[RECORDS SUPPLIED start]

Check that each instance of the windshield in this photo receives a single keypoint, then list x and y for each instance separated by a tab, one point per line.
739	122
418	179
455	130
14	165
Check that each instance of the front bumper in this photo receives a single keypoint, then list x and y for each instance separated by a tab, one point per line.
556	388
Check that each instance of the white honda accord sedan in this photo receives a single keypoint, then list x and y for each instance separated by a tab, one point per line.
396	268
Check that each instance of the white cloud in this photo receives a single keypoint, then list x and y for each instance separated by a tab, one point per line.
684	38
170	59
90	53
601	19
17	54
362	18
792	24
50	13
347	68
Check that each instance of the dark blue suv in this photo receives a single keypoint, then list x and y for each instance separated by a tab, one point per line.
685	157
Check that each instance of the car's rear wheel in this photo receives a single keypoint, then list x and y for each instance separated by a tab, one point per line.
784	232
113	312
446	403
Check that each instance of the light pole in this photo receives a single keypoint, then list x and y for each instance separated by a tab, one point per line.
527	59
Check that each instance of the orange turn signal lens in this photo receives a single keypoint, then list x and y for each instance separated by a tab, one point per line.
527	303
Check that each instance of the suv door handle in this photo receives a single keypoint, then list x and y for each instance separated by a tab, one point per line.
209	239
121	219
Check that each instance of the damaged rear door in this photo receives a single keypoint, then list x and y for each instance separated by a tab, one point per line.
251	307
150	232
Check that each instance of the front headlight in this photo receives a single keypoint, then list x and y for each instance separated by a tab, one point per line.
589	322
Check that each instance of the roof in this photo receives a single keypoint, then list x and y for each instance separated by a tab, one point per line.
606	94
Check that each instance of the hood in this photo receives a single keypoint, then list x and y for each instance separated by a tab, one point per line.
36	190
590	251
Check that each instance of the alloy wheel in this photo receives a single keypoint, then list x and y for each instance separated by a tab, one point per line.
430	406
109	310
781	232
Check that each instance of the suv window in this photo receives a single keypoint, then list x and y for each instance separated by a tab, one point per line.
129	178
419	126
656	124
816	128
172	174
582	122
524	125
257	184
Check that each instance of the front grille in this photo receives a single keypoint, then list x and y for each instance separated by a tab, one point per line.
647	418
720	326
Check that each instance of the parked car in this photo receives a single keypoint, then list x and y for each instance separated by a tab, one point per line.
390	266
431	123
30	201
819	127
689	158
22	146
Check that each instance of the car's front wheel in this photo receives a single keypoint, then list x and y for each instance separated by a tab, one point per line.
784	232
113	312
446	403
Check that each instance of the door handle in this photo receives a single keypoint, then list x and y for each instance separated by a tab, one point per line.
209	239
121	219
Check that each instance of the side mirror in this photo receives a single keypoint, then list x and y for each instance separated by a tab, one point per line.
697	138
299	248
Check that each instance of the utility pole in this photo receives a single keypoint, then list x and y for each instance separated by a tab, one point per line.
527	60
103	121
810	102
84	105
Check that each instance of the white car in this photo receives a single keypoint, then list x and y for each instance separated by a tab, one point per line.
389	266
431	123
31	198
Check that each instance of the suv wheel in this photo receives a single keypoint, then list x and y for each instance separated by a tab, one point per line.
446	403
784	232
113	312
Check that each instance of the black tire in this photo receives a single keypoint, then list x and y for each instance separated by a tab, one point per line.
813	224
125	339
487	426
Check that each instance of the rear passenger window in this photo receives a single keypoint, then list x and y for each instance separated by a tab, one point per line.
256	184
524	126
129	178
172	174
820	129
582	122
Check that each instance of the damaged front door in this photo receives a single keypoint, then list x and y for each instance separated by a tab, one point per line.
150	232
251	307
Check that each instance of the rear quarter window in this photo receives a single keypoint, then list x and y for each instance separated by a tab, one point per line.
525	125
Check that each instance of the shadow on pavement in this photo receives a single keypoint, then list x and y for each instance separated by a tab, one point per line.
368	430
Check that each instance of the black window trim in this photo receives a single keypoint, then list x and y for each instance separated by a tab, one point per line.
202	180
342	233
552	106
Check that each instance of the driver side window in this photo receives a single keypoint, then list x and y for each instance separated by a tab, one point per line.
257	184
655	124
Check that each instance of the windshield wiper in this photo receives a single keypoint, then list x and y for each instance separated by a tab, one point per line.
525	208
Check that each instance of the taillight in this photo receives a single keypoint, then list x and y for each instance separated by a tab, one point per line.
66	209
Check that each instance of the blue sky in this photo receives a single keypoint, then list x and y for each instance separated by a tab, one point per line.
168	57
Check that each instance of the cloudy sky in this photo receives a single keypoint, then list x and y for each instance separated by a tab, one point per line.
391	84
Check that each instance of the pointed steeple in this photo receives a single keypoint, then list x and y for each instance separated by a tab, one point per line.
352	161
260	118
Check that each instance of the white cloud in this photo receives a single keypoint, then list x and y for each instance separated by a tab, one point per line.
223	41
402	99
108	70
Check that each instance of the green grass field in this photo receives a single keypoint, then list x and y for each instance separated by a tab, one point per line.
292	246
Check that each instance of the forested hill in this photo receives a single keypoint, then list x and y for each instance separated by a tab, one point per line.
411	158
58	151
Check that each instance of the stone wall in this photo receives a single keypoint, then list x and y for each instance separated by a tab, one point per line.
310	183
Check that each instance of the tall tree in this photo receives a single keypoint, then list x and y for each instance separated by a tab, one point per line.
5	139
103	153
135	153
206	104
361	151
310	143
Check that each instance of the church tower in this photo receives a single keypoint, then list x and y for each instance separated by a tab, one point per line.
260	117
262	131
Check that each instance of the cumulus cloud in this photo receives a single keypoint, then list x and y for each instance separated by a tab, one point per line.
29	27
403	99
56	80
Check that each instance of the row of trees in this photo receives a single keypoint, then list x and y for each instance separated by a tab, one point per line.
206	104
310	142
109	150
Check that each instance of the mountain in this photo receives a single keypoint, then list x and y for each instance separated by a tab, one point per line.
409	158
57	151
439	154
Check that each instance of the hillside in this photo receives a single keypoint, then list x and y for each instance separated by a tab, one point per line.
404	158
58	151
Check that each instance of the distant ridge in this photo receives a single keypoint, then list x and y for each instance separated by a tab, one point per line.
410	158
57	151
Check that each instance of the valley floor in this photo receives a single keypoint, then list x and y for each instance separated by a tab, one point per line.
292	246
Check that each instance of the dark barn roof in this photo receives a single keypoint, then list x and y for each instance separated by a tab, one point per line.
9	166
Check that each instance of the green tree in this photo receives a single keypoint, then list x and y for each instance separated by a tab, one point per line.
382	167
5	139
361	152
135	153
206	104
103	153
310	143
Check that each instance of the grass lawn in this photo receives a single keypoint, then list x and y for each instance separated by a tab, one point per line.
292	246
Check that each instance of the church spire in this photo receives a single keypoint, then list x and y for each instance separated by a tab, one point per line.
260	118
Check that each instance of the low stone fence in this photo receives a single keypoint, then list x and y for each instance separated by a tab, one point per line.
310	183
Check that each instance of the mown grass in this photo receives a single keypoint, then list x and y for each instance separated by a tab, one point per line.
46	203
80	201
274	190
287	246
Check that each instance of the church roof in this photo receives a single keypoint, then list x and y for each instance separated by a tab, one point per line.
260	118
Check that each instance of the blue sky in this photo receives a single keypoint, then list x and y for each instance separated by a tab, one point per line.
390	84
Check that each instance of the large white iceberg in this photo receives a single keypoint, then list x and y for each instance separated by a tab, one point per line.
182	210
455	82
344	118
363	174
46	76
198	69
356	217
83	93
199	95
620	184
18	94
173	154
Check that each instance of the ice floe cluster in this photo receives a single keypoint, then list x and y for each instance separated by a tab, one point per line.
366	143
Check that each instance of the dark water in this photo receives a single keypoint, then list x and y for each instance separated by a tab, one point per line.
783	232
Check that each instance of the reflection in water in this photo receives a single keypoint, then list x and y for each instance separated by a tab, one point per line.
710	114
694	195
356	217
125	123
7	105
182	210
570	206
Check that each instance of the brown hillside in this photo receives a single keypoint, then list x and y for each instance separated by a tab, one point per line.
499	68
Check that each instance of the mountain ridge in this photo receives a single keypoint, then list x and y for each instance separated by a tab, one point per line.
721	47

[RECORDS SUPPLIED end]

WORK INSTRUCTIONS: Starting at the line that contains "Check that each instance of the mountain ridge" and ending at the last line of the records, lay out the lines as a Markdown table with the columns Row and Line. Put a row number under Row and the line's text under Line, and leave out any blank lines.

THE RESPONSE:
| Row | Line |
|---|---|
| 1 | Check that each instance of the mountain ridge in this photo receives a single keypoint, then list x and y for each instance separated by a tab, one point per line. |
| 2 | 721	47 |